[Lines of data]
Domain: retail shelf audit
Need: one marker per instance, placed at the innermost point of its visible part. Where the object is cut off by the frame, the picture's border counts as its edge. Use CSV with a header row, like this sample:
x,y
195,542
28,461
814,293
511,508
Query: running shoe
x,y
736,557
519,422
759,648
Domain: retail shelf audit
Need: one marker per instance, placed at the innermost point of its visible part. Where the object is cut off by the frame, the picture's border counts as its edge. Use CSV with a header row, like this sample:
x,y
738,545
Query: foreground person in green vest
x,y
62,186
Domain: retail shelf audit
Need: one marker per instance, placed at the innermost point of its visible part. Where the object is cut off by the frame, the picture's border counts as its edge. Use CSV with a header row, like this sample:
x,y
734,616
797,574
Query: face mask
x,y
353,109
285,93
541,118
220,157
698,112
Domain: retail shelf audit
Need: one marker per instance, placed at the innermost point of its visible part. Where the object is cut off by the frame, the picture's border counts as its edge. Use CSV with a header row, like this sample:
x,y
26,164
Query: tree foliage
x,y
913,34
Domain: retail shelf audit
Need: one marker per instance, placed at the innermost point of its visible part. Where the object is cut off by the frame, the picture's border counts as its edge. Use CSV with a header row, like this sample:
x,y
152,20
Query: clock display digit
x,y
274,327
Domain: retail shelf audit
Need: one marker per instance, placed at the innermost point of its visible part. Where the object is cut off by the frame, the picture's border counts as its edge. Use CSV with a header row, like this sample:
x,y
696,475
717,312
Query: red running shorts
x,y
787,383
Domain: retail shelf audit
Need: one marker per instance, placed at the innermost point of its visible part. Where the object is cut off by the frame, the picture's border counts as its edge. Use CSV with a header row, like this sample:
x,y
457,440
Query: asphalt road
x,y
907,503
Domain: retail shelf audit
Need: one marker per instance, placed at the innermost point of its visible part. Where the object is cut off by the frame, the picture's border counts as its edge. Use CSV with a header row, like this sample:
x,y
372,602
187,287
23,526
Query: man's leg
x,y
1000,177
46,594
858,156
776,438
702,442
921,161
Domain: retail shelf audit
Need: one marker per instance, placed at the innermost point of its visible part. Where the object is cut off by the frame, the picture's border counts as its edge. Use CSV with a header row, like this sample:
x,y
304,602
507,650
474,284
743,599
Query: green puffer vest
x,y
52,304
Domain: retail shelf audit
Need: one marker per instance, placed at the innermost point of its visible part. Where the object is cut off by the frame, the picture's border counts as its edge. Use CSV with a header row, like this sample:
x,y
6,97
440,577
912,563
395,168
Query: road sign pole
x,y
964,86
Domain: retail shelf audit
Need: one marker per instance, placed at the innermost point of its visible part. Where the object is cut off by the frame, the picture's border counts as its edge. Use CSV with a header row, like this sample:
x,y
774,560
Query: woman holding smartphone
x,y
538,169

### OBJECTIVE:
Return each line of the records above exactly as it reads.

### FINAL RESULT:
Domain: retail shelf audit
Need: one marker per instance, placed at the innermost point of its visible part. Where the object is cut off by the frame, the picture's border counts as its edge. Use CSV with a header row, like this sample:
x,y
195,542
28,461
814,293
511,508
Query: running shoe
x,y
736,557
519,422
759,648
Domain: retail shelf audit
Need: one marker per instance, placed at the innermost point of its visible part. Where the object is cut off by the frame, the picture's border counts as its edge. Use CSV with a header row, like this sample:
x,y
738,545
Query: foreground person in green vest
x,y
62,186
Domain: retail shelf audit
Need: one marker per instance, placed at the innermost point of its visible part. Where the object is cut off by the frame, the picture's border counts as its edge. Use CSV with a header row, like this sample:
x,y
734,616
797,574
Query: face mask
x,y
353,109
285,93
541,118
220,157
698,112
Domain: retail shelf audit
Need: one marker per instance, placed at the innermost point of its visible part. Where the object is cut off by the frame, the picture's border counts as its edge. Use CSV with a header row, like this sample:
x,y
26,164
Query: tree foliage
x,y
913,34
Domain: retail shelf audit
Need: one marker per instance, placed at the innermost point of its visible part. Where the object is cut off by the frame, the picture's border counts as its edge. Use CSV with a header row, like this sample:
x,y
152,20
Query: clock display digit
x,y
274,327
Domain: retail shelf audit
Need: one marker per instance, placed at the innermost point of its visible part. Where the object is cut off by the frame, the picture's border counts as its edge. Use CSV with a header row, like this sample:
x,y
696,475
717,312
Query: red running shorts
x,y
787,383
Domain: retail shelf audit
Need: one marker per instance, placed at the innermost point of its visible part. Where the object is cut off by the frame, the picture's border counts as its edge. Use CSV with a header row, like this sample:
x,y
457,440
Query: asphalt road
x,y
907,503
Domain: retail shelf audit
Need: one marker per instance, placed at the innermost point of its visible part. Where the object is cut off by the frame, the picture's border counts as its edge. Use CSV with a header row, like this sample:
x,y
372,602
187,287
23,526
Query: man's leg
x,y
1000,177
46,594
858,156
776,438
702,442
921,161
Domain: retail shelf audit
Need: one marker per instance, placed at the innermost point of its visible part. Where the object is cut off by the frame, the picture's border counts as its edge. Use CSV with a header row, like this sample:
x,y
304,602
507,650
474,284
743,599
Query: green puffer vest
x,y
52,304
Domain: retail shelf audit
Need: one marker per instance, placed at the innermost point of its visible part. Where the object is cut off by the frame, the picture's border counts as its edge. Use CSV with a header row, like this sample:
x,y
6,97
440,577
912,563
395,168
Query: road sign pole
x,y
964,86
Domain: retail shelf audit
Need: one marker per instance, placed at the innermost point of its visible part. Where the object is cut off by the frame, the picture's border counts as its edge. Use CSV with a header row, like this sample:
x,y
774,560
Query: woman holding smartphone
x,y
538,169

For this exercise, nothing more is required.